> Given request: Starting at the line that has "target: dark wing marking" and ending with the line that has "350], [82, 349]]", recast the lines of the records as a Markdown table with the columns Row and Record line. Give each nonblank line its own numbered row, and leave out blank lines.

> The input:
═══

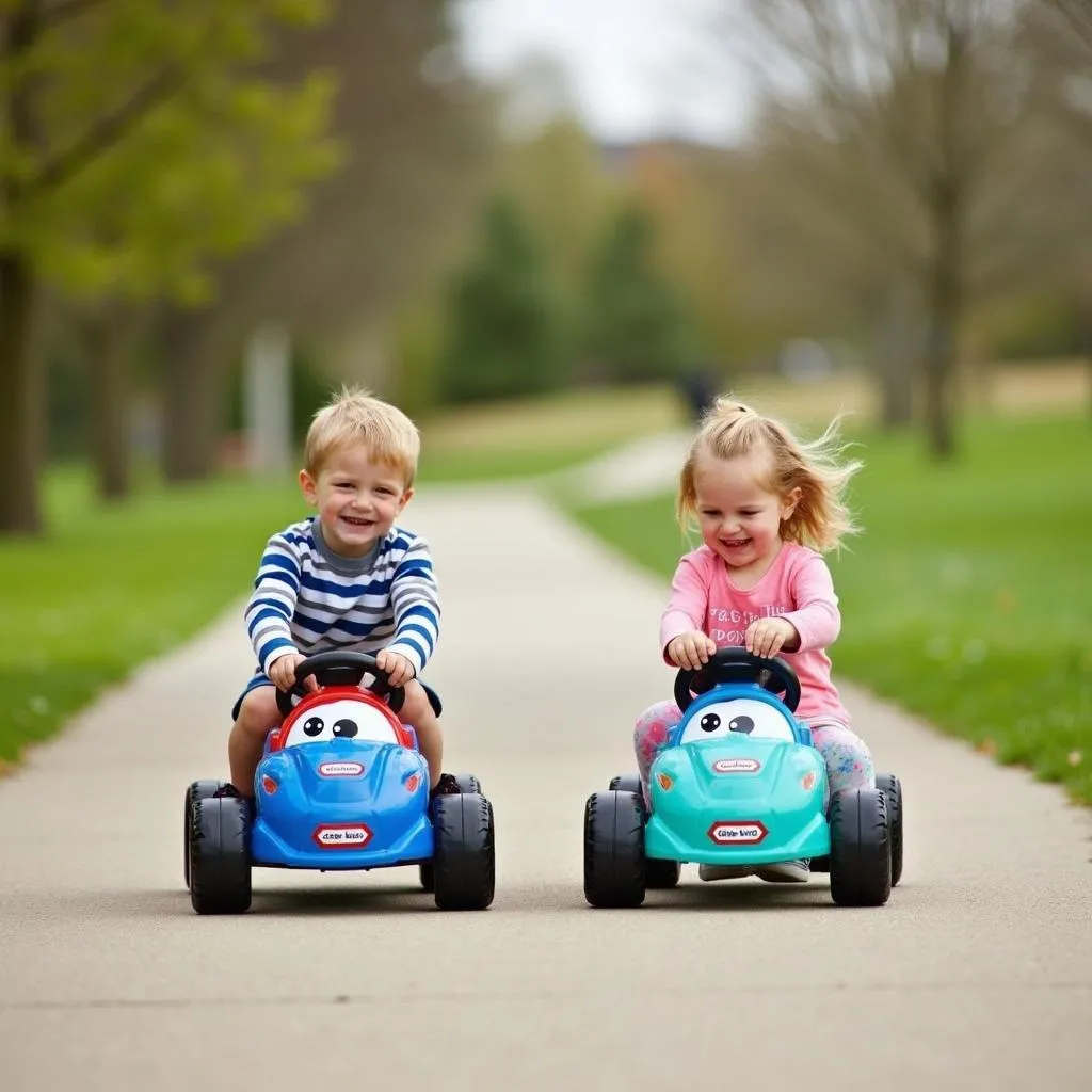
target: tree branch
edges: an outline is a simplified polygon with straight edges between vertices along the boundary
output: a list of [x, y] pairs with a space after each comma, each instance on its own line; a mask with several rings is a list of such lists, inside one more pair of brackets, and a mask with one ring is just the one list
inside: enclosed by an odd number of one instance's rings
[[182, 86], [182, 74], [168, 66], [141, 87], [128, 103], [99, 118], [66, 150], [48, 161], [31, 182], [31, 189], [56, 189], [76, 175], [96, 156], [131, 132], [155, 107], [165, 103]]

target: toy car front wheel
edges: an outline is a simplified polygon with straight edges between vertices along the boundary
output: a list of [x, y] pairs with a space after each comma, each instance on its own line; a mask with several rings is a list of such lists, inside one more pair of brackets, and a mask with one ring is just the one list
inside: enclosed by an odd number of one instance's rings
[[893, 773], [876, 774], [876, 787], [887, 797], [891, 839], [891, 887], [902, 879], [902, 782]]
[[223, 786], [222, 781], [194, 781], [186, 790], [186, 808], [182, 826], [182, 873], [186, 876], [186, 889], [190, 887], [190, 832], [193, 829], [193, 802], [204, 800], [215, 796]]
[[841, 906], [882, 906], [891, 897], [887, 797], [878, 788], [831, 798], [830, 893]]
[[646, 886], [640, 796], [593, 793], [584, 807], [584, 898], [593, 906], [640, 906]]
[[[440, 910], [485, 910], [496, 883], [492, 805], [479, 793], [432, 799], [432, 895]], [[425, 868], [422, 866], [422, 883]]]
[[250, 909], [250, 805], [235, 796], [193, 802], [190, 811], [190, 902], [199, 914]]

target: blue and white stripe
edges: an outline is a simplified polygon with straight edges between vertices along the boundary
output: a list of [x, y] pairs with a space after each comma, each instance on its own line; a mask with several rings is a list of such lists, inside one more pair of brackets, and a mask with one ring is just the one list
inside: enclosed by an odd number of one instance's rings
[[246, 620], [264, 672], [286, 652], [390, 649], [419, 676], [440, 631], [428, 544], [392, 527], [366, 557], [345, 558], [322, 542], [317, 519], [294, 523], [265, 545]]

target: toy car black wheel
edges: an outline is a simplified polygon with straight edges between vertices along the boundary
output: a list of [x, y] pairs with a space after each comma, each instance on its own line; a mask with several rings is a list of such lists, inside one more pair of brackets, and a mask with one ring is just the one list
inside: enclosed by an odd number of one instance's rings
[[[479, 793], [434, 797], [432, 897], [440, 910], [485, 910], [496, 883], [492, 805]], [[422, 869], [422, 882], [425, 870]]]
[[215, 796], [223, 785], [224, 782], [222, 781], [194, 781], [186, 790], [186, 809], [182, 824], [182, 871], [186, 876], [187, 890], [190, 887], [190, 831], [193, 829], [193, 802]]
[[190, 902], [199, 914], [250, 909], [250, 804], [235, 796], [193, 802]]
[[[454, 773], [455, 784], [459, 785], [460, 793], [482, 794], [482, 782], [473, 773]], [[434, 891], [436, 889], [436, 876], [431, 860], [423, 860], [420, 865], [420, 886], [423, 891]]]
[[666, 891], [678, 887], [682, 865], [677, 860], [661, 860], [658, 857], [644, 858], [644, 886], [652, 890]]
[[646, 886], [641, 797], [593, 793], [584, 807], [584, 898], [593, 906], [640, 906]]
[[459, 785], [459, 792], [482, 795], [482, 782], [473, 773], [454, 773], [452, 776], [455, 779], [455, 784]]
[[887, 797], [878, 788], [831, 798], [830, 893], [840, 906], [882, 906], [891, 897]]
[[876, 787], [887, 797], [891, 839], [891, 887], [902, 879], [902, 782], [893, 773], [876, 774]]

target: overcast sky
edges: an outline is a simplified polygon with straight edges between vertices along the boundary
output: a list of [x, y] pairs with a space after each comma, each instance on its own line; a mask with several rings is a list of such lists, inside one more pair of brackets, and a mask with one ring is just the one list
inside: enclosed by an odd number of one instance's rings
[[739, 136], [747, 84], [710, 46], [725, 0], [462, 0], [471, 68], [497, 78], [531, 54], [555, 57], [598, 138]]

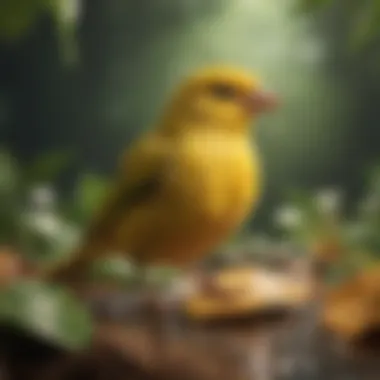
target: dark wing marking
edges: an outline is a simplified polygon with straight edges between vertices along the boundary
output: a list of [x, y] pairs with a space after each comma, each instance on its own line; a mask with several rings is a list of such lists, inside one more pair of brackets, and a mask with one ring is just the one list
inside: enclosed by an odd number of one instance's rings
[[88, 239], [103, 240], [122, 217], [160, 192], [168, 157], [162, 145], [148, 142], [131, 152], [121, 169], [119, 181], [88, 229]]

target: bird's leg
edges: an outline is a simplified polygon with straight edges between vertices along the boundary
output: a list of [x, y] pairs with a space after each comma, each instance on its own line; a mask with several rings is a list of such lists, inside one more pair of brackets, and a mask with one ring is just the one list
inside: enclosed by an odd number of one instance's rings
[[226, 297], [226, 291], [220, 288], [214, 276], [210, 273], [205, 273], [199, 268], [193, 270], [193, 276], [199, 291], [209, 294], [211, 296]]

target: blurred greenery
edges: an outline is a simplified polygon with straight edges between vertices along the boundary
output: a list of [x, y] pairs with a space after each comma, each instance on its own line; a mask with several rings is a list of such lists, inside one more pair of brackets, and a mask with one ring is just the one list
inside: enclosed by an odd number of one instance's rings
[[92, 339], [92, 320], [81, 303], [65, 290], [35, 280], [0, 293], [0, 323], [69, 350], [82, 349]]

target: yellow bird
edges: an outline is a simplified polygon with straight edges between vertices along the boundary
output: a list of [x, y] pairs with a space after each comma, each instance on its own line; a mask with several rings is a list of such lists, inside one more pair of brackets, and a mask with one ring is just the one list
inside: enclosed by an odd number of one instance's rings
[[141, 265], [186, 267], [205, 257], [258, 203], [262, 170], [250, 124], [276, 104], [239, 68], [188, 78], [156, 127], [122, 157], [83, 245], [48, 278], [74, 281], [110, 251]]

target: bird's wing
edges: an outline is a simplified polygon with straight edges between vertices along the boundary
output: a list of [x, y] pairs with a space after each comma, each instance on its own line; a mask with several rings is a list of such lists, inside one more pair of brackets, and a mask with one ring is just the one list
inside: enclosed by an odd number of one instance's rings
[[86, 240], [107, 238], [121, 217], [160, 193], [169, 154], [170, 150], [159, 137], [142, 139], [127, 152], [119, 178], [90, 223]]

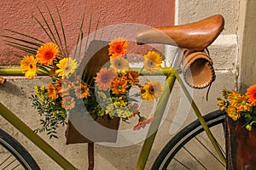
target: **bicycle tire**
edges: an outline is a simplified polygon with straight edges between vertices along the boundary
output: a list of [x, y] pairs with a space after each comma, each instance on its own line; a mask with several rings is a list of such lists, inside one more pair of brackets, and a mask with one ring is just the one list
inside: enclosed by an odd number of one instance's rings
[[39, 167], [27, 150], [13, 137], [0, 129], [0, 168], [39, 170]]
[[[211, 130], [212, 130], [214, 127], [218, 128], [218, 131], [220, 128], [224, 129], [223, 126], [219, 126], [223, 125], [225, 120], [225, 114], [223, 111], [216, 110], [211, 112], [204, 116], [204, 119]], [[212, 153], [211, 153], [212, 157], [214, 157], [214, 160], [212, 161], [214, 162], [211, 162], [210, 160], [207, 160], [207, 162], [212, 163], [209, 167], [207, 167], [207, 165], [205, 163], [200, 162], [202, 162], [201, 160], [208, 159], [208, 156], [207, 158], [204, 158], [204, 156], [200, 156], [199, 152], [202, 152], [202, 150], [193, 148], [193, 146], [199, 146], [201, 147], [201, 149], [206, 149], [207, 151], [205, 153], [208, 152], [207, 150], [209, 149], [205, 148], [205, 146], [201, 146], [201, 141], [199, 141], [199, 139], [202, 139], [199, 135], [206, 135], [206, 133], [203, 132], [204, 129], [198, 120], [191, 122], [189, 126], [185, 127], [173, 138], [172, 138], [172, 139], [166, 144], [166, 146], [163, 148], [163, 150], [160, 152], [159, 156], [155, 159], [152, 166], [152, 169], [220, 169], [219, 167], [223, 167], [223, 168], [225, 169], [223, 164], [218, 167], [217, 164], [215, 164], [215, 162], [219, 162], [221, 164], [220, 160], [215, 160], [218, 159], [218, 155], [216, 153], [214, 153], [215, 155], [212, 155]], [[223, 143], [225, 144], [224, 133], [222, 134], [222, 140]], [[192, 151], [189, 150], [188, 149], [189, 146], [189, 144], [190, 144], [190, 148], [192, 146], [192, 150], [195, 150], [195, 153], [199, 153], [199, 156], [191, 155]], [[189, 150], [191, 150], [190, 148]], [[224, 152], [224, 149], [223, 150], [223, 152]], [[178, 156], [179, 152], [181, 156]], [[187, 155], [185, 156], [185, 154], [188, 154], [188, 156], [189, 156], [190, 160], [189, 160], [188, 157], [186, 157]], [[179, 158], [181, 160], [178, 160]], [[201, 168], [200, 167], [202, 167], [202, 168]]]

═══

> Exercise result:
| Row | Record line |
|---|---|
| 1 | target: dark wing marking |
| 2 | edges: an outline is a simplified polygon with straight edges between vertices along the boundary |
| 3 | output: a list of [x, y] pairs with a space after each comma, each instance on its own line; a mask with several rings is a list of such lists, inside one more pair of brackets, and a mask with one ring is just the one list |
| 4 | inside: enclosed by an odd number of one instance's rings |
| 5 | [[88, 239], [103, 240], [122, 217], [160, 192], [168, 157], [162, 145], [148, 142], [131, 152], [121, 169], [119, 181], [88, 229]] |
| 6 | target: bird's leg |
| 7 | edges: an outline is a simplified polygon with straight edges between vertices along the boundary |
| 8 | output: a list of [x, y] pairs with a space after each comma, each instance on its own line; a mask with several rings is a list of such lists, inside one more pair of brackets, and a mask with one ring is just the one list |
| 9 | inside: enclosed by an odd number of one instance's rings |
| 10 | [[226, 297], [226, 291], [220, 288], [214, 276], [210, 273], [205, 273], [199, 268], [193, 270], [193, 276], [199, 291], [209, 294], [211, 296]] |
| 11 | target: blurred greenery |
| 12 | edges: an outline is a simplified polygon with straight edges between vertices along the boundary |
| 13 | output: a list of [x, y] pairs with a space after each comma, each instance on its own line; a mask with several rings is a list of such lists, inside one more pair of brackets, and a mask with one ring is just the one list |
| 14 | inside: enclosed by an odd number of one instance's rings |
| 15 | [[92, 339], [92, 320], [81, 303], [65, 290], [35, 280], [0, 293], [0, 323], [69, 350], [82, 349]] |